Records provided: Begin
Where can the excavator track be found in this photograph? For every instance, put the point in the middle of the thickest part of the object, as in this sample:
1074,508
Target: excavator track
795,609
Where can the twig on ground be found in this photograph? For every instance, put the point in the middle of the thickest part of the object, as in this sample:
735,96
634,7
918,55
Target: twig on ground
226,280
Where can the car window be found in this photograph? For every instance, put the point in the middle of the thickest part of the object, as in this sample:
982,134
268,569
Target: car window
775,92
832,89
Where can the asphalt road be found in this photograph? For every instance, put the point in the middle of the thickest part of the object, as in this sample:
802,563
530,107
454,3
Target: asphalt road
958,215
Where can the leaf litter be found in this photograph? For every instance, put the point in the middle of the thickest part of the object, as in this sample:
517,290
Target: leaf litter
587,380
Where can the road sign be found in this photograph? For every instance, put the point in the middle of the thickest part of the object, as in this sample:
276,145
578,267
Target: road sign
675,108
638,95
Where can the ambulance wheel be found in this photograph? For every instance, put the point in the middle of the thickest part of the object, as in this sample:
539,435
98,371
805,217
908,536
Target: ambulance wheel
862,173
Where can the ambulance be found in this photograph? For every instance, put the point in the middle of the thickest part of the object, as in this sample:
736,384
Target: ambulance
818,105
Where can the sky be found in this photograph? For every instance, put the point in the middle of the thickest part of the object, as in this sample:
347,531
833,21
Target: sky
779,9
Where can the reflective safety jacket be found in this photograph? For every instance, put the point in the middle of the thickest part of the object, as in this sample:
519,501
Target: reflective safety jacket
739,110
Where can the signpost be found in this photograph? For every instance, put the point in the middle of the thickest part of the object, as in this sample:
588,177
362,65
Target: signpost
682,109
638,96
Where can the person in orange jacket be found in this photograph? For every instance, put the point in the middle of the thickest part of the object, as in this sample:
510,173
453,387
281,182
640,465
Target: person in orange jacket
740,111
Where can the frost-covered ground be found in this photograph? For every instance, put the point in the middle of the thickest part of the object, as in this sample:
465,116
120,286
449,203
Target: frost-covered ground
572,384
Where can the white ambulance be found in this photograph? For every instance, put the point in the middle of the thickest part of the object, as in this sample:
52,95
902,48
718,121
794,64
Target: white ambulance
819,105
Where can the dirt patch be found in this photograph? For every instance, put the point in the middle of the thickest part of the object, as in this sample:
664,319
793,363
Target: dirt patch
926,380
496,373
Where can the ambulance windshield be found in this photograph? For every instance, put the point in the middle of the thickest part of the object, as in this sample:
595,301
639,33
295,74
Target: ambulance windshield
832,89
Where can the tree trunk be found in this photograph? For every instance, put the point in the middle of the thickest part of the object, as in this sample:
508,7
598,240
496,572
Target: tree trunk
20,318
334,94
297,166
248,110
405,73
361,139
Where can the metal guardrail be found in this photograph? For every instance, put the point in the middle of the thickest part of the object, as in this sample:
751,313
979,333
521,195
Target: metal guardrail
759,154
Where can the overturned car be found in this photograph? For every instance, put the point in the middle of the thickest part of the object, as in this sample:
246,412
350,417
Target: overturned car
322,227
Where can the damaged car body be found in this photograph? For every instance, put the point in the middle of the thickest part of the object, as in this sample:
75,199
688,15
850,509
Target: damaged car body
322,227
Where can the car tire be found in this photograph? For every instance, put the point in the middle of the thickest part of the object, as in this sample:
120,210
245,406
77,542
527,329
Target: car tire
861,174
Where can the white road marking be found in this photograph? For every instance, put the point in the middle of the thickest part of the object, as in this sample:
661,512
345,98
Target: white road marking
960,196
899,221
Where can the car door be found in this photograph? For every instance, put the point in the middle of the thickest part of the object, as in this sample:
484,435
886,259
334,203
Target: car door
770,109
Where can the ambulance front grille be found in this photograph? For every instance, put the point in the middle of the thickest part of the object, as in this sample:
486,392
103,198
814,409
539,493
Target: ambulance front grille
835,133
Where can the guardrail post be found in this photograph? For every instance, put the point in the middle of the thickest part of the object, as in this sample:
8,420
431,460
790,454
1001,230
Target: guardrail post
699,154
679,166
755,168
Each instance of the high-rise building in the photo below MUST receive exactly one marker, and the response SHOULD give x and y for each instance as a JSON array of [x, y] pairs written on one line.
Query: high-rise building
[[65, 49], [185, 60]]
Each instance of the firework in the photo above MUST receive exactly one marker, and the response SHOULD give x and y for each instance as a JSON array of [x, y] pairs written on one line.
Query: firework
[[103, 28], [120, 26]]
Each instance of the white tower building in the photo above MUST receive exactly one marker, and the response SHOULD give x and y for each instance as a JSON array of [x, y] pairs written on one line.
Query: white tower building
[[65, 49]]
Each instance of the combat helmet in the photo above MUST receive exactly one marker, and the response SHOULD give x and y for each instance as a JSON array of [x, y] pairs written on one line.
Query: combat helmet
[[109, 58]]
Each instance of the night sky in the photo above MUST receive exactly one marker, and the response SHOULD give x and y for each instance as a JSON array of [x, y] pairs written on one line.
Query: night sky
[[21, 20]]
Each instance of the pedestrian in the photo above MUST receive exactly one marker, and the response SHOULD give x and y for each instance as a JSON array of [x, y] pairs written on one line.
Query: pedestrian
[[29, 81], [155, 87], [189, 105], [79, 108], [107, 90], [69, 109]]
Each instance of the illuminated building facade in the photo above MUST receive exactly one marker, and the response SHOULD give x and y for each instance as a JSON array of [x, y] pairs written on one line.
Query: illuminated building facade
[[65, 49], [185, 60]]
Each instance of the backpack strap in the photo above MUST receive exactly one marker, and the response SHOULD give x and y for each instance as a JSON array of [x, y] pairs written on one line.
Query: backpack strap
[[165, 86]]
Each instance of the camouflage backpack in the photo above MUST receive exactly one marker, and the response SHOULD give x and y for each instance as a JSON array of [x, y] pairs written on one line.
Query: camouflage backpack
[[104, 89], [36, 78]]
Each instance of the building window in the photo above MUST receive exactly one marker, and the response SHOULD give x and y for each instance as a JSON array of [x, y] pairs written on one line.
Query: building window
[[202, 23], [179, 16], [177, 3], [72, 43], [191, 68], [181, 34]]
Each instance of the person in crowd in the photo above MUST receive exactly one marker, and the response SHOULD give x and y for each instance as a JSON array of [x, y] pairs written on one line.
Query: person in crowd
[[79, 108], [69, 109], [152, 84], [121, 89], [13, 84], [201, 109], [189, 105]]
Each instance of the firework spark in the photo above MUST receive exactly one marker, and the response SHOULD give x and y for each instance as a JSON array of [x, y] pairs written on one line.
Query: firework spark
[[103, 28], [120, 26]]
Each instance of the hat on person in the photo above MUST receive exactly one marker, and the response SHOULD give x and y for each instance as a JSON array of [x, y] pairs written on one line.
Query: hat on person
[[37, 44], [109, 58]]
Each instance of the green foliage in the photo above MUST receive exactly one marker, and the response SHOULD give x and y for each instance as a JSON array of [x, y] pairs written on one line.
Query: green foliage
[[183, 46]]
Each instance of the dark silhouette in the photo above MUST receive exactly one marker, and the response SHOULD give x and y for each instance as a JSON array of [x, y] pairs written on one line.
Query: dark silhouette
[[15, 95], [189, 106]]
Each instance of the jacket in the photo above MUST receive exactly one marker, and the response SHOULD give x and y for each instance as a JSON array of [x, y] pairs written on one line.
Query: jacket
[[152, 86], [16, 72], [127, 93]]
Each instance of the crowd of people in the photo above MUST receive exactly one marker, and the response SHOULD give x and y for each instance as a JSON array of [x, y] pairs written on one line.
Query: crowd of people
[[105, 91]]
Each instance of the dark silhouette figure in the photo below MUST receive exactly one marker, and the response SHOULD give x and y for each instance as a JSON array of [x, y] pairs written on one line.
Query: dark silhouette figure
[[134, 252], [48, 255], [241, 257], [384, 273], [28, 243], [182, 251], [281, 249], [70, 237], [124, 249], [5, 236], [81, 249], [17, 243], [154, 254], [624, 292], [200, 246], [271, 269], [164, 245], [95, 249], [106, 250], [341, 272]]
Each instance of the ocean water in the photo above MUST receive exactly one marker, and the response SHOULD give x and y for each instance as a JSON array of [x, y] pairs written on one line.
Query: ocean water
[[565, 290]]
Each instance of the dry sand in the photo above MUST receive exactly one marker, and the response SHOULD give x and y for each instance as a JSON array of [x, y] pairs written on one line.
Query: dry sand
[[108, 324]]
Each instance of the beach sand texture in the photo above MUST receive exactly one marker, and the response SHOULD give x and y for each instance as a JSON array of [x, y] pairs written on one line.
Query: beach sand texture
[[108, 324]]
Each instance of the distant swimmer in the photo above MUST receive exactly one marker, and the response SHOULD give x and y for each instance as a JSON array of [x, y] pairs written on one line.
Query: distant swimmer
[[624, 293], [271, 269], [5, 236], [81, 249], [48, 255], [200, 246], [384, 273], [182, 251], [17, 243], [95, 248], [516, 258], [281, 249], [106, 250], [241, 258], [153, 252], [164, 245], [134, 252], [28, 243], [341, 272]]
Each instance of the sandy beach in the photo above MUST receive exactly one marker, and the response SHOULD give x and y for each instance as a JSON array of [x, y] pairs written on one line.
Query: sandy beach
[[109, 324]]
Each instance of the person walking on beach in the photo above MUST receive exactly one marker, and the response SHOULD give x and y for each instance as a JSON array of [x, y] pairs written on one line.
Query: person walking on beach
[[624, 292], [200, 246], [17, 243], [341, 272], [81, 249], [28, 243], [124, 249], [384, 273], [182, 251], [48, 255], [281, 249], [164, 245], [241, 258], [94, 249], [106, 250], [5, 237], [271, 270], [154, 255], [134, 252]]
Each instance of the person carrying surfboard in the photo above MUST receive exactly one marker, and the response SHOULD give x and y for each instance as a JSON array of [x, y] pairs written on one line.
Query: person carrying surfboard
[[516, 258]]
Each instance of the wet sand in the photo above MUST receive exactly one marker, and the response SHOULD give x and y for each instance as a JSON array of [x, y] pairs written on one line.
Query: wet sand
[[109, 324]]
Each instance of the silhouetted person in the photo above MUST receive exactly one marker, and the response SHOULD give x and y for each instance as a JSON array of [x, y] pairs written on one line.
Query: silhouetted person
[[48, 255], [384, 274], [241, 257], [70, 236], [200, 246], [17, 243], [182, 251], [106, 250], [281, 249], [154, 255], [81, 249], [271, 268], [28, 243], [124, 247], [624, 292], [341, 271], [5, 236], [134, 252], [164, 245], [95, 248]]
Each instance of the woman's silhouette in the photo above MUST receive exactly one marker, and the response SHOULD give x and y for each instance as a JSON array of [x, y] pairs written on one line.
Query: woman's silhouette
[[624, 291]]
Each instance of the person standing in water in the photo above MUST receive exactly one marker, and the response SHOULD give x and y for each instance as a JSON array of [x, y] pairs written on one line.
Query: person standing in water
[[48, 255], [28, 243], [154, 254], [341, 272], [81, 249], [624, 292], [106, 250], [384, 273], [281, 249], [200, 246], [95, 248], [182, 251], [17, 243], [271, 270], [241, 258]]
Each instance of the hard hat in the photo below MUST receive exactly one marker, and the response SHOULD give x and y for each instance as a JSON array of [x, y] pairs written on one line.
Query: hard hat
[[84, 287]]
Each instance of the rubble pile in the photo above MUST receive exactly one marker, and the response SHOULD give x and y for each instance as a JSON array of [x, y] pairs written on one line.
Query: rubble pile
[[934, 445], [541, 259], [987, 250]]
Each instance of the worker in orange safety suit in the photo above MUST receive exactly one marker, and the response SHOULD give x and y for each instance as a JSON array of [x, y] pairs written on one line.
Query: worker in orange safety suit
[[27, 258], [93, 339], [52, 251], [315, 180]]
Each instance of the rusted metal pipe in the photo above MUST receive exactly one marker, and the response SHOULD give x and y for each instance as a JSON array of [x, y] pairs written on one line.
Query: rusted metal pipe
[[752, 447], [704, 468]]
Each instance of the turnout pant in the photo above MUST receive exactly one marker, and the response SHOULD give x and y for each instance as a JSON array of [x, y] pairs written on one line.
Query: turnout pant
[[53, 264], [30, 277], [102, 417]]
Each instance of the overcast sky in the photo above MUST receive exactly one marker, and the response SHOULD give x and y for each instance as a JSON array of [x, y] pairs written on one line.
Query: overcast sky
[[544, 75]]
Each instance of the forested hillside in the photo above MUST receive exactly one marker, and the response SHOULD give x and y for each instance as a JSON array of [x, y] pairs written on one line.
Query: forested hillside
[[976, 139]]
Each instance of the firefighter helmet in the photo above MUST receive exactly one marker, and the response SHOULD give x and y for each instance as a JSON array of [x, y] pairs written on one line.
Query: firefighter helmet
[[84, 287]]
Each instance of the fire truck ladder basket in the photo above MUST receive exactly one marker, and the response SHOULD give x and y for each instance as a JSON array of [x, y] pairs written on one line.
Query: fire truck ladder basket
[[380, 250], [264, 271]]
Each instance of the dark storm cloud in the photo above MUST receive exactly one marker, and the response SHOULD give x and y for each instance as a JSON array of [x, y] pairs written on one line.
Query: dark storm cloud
Records provided: End
▶ [Try it] If a line in the records contains the word "cloud", copy it out.

▶ [Answer for the task]
Each instance of the dark storm cloud in the photo above MUST receive exactly one marker, and the response SHOULD give x and y for each instance as a JSON array of [x, y] pairs written on one line.
Query: dark storm cloud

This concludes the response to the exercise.